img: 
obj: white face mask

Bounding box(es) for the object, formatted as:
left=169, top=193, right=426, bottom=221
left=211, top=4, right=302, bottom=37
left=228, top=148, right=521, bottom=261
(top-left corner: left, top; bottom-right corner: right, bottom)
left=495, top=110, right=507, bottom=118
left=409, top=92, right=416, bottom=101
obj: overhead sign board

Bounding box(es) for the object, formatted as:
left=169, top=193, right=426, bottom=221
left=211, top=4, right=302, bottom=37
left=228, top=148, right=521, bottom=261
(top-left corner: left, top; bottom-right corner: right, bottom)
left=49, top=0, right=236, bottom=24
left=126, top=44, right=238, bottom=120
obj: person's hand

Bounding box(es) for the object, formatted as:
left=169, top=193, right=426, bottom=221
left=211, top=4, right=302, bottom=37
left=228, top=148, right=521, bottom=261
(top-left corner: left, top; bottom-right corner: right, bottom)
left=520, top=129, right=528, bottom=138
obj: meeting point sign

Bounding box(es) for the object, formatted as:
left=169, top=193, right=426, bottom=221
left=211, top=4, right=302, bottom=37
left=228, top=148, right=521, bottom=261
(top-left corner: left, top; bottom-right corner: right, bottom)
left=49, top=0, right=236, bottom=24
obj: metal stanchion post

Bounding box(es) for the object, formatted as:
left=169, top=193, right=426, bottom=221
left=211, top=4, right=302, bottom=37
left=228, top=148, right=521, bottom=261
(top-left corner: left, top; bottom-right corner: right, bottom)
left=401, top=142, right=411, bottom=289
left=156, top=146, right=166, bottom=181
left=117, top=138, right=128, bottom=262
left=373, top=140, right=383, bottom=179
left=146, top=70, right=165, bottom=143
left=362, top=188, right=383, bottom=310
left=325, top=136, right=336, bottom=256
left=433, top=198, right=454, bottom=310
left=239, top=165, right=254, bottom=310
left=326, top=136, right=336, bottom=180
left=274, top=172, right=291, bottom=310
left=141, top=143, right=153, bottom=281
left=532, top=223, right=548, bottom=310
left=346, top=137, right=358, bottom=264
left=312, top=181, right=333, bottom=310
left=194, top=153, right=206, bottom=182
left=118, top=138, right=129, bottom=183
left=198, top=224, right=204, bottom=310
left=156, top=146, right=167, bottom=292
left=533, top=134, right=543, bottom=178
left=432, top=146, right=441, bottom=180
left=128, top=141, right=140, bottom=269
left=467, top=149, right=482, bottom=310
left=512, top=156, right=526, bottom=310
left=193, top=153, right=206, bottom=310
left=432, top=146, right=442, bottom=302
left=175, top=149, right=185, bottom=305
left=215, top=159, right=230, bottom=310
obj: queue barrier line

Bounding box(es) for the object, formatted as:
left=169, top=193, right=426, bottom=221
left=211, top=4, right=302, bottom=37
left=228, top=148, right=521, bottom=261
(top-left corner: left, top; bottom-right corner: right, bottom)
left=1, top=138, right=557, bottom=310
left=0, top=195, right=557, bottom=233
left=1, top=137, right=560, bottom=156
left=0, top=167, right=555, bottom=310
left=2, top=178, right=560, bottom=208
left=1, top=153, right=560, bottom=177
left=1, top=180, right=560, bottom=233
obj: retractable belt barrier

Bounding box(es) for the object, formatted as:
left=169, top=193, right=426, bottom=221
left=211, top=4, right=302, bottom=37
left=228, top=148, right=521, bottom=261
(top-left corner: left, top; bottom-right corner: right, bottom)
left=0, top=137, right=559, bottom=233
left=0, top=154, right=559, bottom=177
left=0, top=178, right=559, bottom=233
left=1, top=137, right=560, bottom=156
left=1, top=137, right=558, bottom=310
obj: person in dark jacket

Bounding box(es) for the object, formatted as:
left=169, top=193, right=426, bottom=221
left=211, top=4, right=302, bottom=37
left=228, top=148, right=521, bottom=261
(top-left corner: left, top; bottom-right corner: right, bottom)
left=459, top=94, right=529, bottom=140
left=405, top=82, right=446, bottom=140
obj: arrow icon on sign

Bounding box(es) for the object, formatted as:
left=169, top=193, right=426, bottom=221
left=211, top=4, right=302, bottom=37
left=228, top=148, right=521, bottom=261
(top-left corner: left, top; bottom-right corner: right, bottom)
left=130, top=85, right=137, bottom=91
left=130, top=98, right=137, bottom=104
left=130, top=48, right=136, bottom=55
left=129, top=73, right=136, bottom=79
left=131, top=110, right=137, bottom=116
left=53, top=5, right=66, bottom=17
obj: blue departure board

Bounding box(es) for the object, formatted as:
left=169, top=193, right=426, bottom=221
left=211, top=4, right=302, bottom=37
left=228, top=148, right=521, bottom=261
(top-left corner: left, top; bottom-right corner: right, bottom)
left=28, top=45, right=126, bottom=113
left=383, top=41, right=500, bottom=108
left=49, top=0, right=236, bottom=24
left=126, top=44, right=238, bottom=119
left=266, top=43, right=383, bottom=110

▶ **About this exercise**
Extract all the material, leaving every line as it is.

▶ **Solution for this task**
img: 
obj: white face mask

Bounding box(es) for the object, formatted as:
left=169, top=193, right=426, bottom=221
left=211, top=4, right=302, bottom=37
left=228, top=148, right=521, bottom=261
(top-left corner: left, top; bottom-right corner: right, bottom)
left=495, top=110, right=507, bottom=118
left=409, top=92, right=416, bottom=101
obj: overhead sign board

Bounding box(es) for the object, formatted as:
left=169, top=193, right=426, bottom=221
left=211, top=4, right=302, bottom=37
left=228, top=148, right=521, bottom=261
(top-left corner: left, top; bottom-right corner: right, bottom)
left=49, top=0, right=236, bottom=24
left=126, top=44, right=238, bottom=120
obj: person's hand

Bounding box(es) for the object, formatted as:
left=169, top=193, right=426, bottom=221
left=211, top=4, right=302, bottom=37
left=228, top=148, right=521, bottom=261
(top-left corner: left, top; bottom-right corner: right, bottom)
left=520, top=129, right=528, bottom=138
obj: meeting point sign

Bounding box(es) for the object, formatted as:
left=169, top=193, right=426, bottom=221
left=211, top=4, right=302, bottom=37
left=228, top=148, right=521, bottom=261
(top-left corner: left, top; bottom-right corner: right, bottom)
left=49, top=0, right=236, bottom=24
obj: metal stanchion post

Bounding box(es) for the object, formatted as:
left=169, top=193, right=426, bottom=221
left=211, top=4, right=302, bottom=37
left=228, top=148, right=521, bottom=261
(top-left corner: left, top; bottom-right corner: right, bottom)
left=401, top=142, right=411, bottom=289
left=156, top=146, right=166, bottom=181
left=117, top=138, right=128, bottom=262
left=373, top=140, right=383, bottom=179
left=146, top=70, right=165, bottom=143
left=362, top=188, right=383, bottom=310
left=325, top=136, right=336, bottom=256
left=433, top=198, right=454, bottom=310
left=239, top=165, right=254, bottom=310
left=326, top=136, right=336, bottom=180
left=274, top=172, right=291, bottom=310
left=141, top=143, right=153, bottom=281
left=532, top=223, right=548, bottom=310
left=346, top=137, right=358, bottom=264
left=312, top=181, right=333, bottom=310
left=194, top=153, right=206, bottom=182
left=118, top=138, right=129, bottom=183
left=198, top=224, right=204, bottom=310
left=156, top=146, right=167, bottom=292
left=533, top=134, right=543, bottom=178
left=432, top=146, right=441, bottom=180
left=128, top=141, right=140, bottom=269
left=467, top=149, right=482, bottom=310
left=512, top=156, right=526, bottom=310
left=193, top=153, right=206, bottom=310
left=432, top=146, right=442, bottom=302
left=175, top=149, right=185, bottom=305
left=215, top=159, right=230, bottom=310
obj: queue barrier line

Bounding box(es) for the object, formatted as:
left=169, top=193, right=426, bottom=221
left=211, top=4, right=302, bottom=37
left=228, top=148, right=521, bottom=261
(top-left corner: left, top; bottom-right corner: right, bottom)
left=1, top=138, right=557, bottom=310
left=0, top=195, right=557, bottom=233
left=1, top=137, right=560, bottom=156
left=0, top=167, right=555, bottom=310
left=2, top=178, right=560, bottom=208
left=1, top=153, right=560, bottom=177
left=1, top=180, right=560, bottom=233
obj: retractable belt barrier

Bounding box(es) for the object, formatted as:
left=169, top=193, right=426, bottom=221
left=211, top=4, right=302, bottom=37
left=228, top=148, right=521, bottom=261
(top-left corner: left, top; bottom-right corner: right, bottom)
left=0, top=137, right=559, bottom=233
left=0, top=154, right=559, bottom=177
left=0, top=178, right=559, bottom=233
left=1, top=137, right=560, bottom=156
left=1, top=137, right=558, bottom=310
obj: person in dark jacket

Bounding box(es) for the object, formatted as:
left=169, top=193, right=426, bottom=221
left=211, top=4, right=302, bottom=37
left=228, top=148, right=521, bottom=261
(top-left corner: left, top; bottom-right corner: right, bottom)
left=459, top=94, right=529, bottom=140
left=405, top=82, right=446, bottom=140
obj: arrow icon on sign

Bounding box(es) for the object, formatted as:
left=169, top=193, right=426, bottom=221
left=211, top=4, right=302, bottom=37
left=228, top=148, right=521, bottom=261
(top-left corner: left, top; bottom-right corner: right, bottom)
left=130, top=85, right=137, bottom=91
left=130, top=98, right=137, bottom=104
left=130, top=48, right=136, bottom=55
left=129, top=73, right=136, bottom=79
left=131, top=110, right=137, bottom=116
left=53, top=5, right=66, bottom=17
obj: blue departure board

Bounding box(es) for the object, formatted as:
left=169, top=193, right=426, bottom=221
left=211, top=4, right=302, bottom=37
left=228, top=148, right=521, bottom=261
(top-left corner: left, top; bottom-right corner: right, bottom)
left=28, top=45, right=126, bottom=113
left=383, top=41, right=500, bottom=108
left=49, top=0, right=236, bottom=24
left=126, top=44, right=238, bottom=119
left=266, top=43, right=383, bottom=110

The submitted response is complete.